» **TASK GOAL**
Write out word for word every line from the one containing "box the dark" up to and including the final line.

┌─ DATA

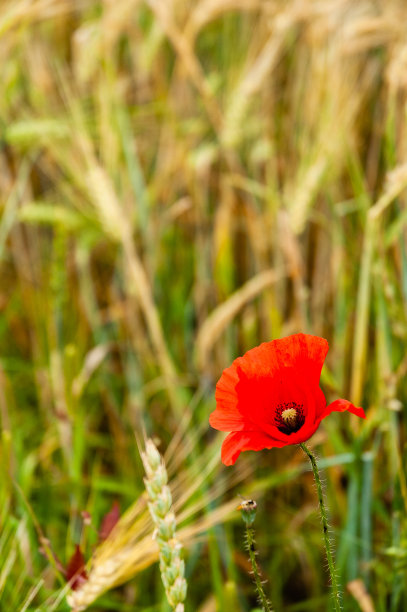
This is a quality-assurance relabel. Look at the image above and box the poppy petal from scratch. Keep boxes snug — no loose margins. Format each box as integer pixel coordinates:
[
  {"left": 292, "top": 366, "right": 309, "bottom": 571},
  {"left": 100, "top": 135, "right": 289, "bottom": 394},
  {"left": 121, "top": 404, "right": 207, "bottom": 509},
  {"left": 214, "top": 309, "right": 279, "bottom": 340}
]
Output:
[
  {"left": 221, "top": 431, "right": 287, "bottom": 465},
  {"left": 318, "top": 399, "right": 366, "bottom": 421},
  {"left": 234, "top": 334, "right": 329, "bottom": 385},
  {"left": 209, "top": 363, "right": 248, "bottom": 431}
]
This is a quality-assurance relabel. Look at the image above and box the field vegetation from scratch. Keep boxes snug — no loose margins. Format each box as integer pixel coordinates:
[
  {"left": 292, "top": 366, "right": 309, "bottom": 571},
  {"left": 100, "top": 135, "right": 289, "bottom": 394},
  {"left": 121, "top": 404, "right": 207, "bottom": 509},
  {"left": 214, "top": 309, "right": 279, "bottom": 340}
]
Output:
[{"left": 0, "top": 0, "right": 407, "bottom": 612}]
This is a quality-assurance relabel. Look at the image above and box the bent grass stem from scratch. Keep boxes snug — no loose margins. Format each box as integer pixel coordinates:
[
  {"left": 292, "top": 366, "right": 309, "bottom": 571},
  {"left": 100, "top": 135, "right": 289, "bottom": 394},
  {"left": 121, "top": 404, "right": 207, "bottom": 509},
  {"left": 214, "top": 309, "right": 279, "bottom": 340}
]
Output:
[
  {"left": 300, "top": 442, "right": 341, "bottom": 612},
  {"left": 239, "top": 500, "right": 273, "bottom": 612}
]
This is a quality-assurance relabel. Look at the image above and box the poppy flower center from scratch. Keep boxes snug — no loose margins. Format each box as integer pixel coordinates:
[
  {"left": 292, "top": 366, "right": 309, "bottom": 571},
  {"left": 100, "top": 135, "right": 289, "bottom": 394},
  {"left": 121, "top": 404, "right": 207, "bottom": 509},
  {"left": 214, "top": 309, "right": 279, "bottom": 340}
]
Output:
[{"left": 274, "top": 402, "right": 305, "bottom": 435}]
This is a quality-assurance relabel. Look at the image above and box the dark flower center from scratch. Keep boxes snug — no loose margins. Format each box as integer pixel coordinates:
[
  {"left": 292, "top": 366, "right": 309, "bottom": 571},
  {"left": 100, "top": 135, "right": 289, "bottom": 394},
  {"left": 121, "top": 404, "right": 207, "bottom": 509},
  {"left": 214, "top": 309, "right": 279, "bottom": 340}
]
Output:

└─

» **EXERCISE RESPONSE**
This is a quality-assurance relabel. Look at the image above and box the dark flower center from scratch. Keep boxes snug — no loose margins. Format each box as integer pixel coordinates:
[
  {"left": 292, "top": 366, "right": 309, "bottom": 571},
  {"left": 100, "top": 135, "right": 289, "bottom": 394},
  {"left": 121, "top": 404, "right": 207, "bottom": 509},
  {"left": 214, "top": 309, "right": 279, "bottom": 340}
]
Output:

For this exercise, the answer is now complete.